TASK DETAILS: Reproduce the data below verbatim, line for line, but omit the pictures from your output.
-- START OF MATERIAL FOR THE TASK --
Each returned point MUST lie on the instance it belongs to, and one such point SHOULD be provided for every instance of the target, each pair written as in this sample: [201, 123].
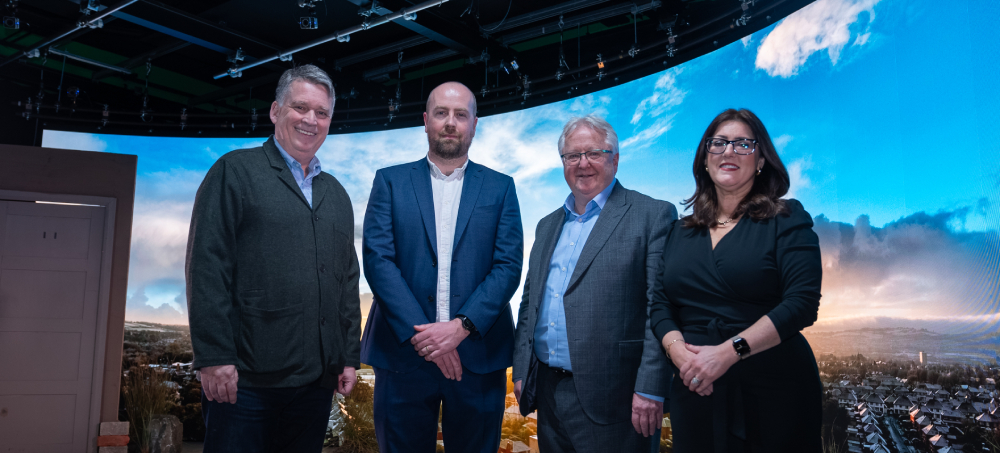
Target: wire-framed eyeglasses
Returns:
[743, 146]
[594, 155]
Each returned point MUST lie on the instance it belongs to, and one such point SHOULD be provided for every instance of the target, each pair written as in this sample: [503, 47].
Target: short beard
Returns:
[448, 150]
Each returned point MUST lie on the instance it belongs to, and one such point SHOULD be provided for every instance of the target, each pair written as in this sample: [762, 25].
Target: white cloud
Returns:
-- END OF MATERIAL FOR THE TASK --
WRITTEN SOLUTION:
Each returned point MUST lie on the instance it belongs to, and one such point SHOULD be provided for every instance of the target, each pair written as in this sample: [201, 123].
Target: wire-framed eyeglasses
Returns:
[743, 146]
[594, 155]
Each returned point MUST lie on the instance it belongs to, and one such point SHOULD be provided for every instance of the target, each pair written as in this sample: [503, 47].
Target: short beard
Returns:
[448, 150]
Each returned point MUST lie on the instance it belongs to, and one such point SHOULD be provided for every instance of the target, each pair written as in this sample: [762, 25].
Target: white cloud
Returns:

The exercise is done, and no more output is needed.